Outlook Investasi SBN di Tahun 2025, Apa Daya Tarik dan Tantangannya?

308
Outlook Investasi SBN di Tahun 2025
Sumber: Instagram DJPPR

 

(Vibiznews – Bonds & Mutual Fund) – Surat Berharga Negara (SBN) terus menunjukkan daya tarik sebagai instrumen investasi yang aman dan menguntungkan. Karena SBN adalah instrumen yang diterbitkan pemerintah dan terbukti bebas risiko, menjadikannya pilihan menarik bagi para investor.

SBN memiliki berbagai jenis, dari obligasi ritel hingga surat utang negara, baik konvensional maupun syariah. Imbal hasil yang ditawarkanpun sangat menarik.

SBN juga berfungsi menjadi penopang pendanaan oleh pemerintah untuk membiayai kebutuhan negara pada tahun 2025. Kenaikan penerbitan Surat Utang Negara diperkirakan dapat melampaui surat utang yang dikeluarkan perusahaan untuk kebutuhan ekspansi bisnis dan pembayaran utang jatuh tempo.

Di tengah tantangan global dan optimisme domestik, Surat Berharga Negara (SBN) termasuk SBN ritel menjadi salah satu pilihan investasi yang menarik untuk tahun 2025.

Bahkan pada tanggal 27 Desember 2024 terdapat kesepakatan BI dan Kemenkeu merencanakan penerbitan SBN di pasar domestik sebagai salah satu upaya untuk membiayai defisit APBN 2025 sebesar Rp 616 triliun.

Demikian juga untuk menjaga kecukupan likuiditas Bank Indonesia akan melakukan operasi moneter dengan melakukan pembelian SBN dari pasar sekunder pada tahun 2025.

Selanjutnya ada SBN ritel yang merupakan instrumen ideal bagi individu yang mengutamakan keamanan aset namun tetap menginginkan imbal hasil menarik.
Dengan imbal hasil kompetitif, keamanan tinggi, serta dukungan kebijakan pemerintah, instrumen ini cocok untuk investor berbagai profil risiko.

Pertumbuhan investor SBN

Berdasarkan Laporan dari Kustodian Sentral Efek Indonesia (KSEI) mencatat pertumbuhan investor Surat Berharga Negara (SBN) dari tahun ke tahun mengalami peningkatan.

• Isi Data
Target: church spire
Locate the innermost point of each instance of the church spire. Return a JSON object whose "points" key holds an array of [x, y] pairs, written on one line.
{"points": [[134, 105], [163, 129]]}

• Permintaan
Teruskan artikel tentang prospek investasi SBN tahun 2025, mulai sesudah kalimat terakhirnya. Daftar di atas adalah bahan tersendiri yang tidak berkaitan dengan artikel.

• Soal Terjawab
Pertumbuhan Investor Periode 2021 – Nov 2024

Pertumbuhan Investor SBN Periode 2021-Nov 2024
Sumber: KSEI

Berdasarkan data di atas maka terlihat pertumbuhan investor SBN dari tahun ke tahun semakin meningkat.

Pada akhir 2021, jumlah investor SBN sebanyak 611 ribu, kemudian naik menjadi 831 ribu di akhir 2022, lalu menjadi 1 juta di akhir 2023
Kemudian, data KSEI per Oktober 2024 kembali mengalami peningkatan mencapai 1,17 juta investor dan November 2024 meningkat menjadi 1,18 juta.

Menyikapi hal tersebut, Direktur Bibit, Hilmawan Kusumajaya berharap di tahun 2025 jumlah investornya akan meningkat lagi, sehingga bersama-sama dapat memperkuat pasar keuangan domestik. (Sumber: Tribunnews, 13 Desember 2024)

Tabel Komposisi Investor Lokal-Asing Akhir November 2024

Komposisi Investor Lokal-Asing SBN Nov 2024
Sumber: KSEI. Akhir November 2024

Berdasarkan data di atas kepemilikan asing atas SBN per akhir November 2024 sebesar 1,64%

Pertumbuhan SBN Ritel

Perlu diketahui, penjualan Surat Berharga Negara (SBN) Ritel sepanjang 2024 mencapai Rp148,36 triliun dan berhasil menjaring 450.191 investor. Meskipun nilai penjualan hanya naik tipis dibandingkan 2023 yang senilai Rp147,4 triliun, namun cukup positif di tengah gejolak pasar modal sepanjang 2024.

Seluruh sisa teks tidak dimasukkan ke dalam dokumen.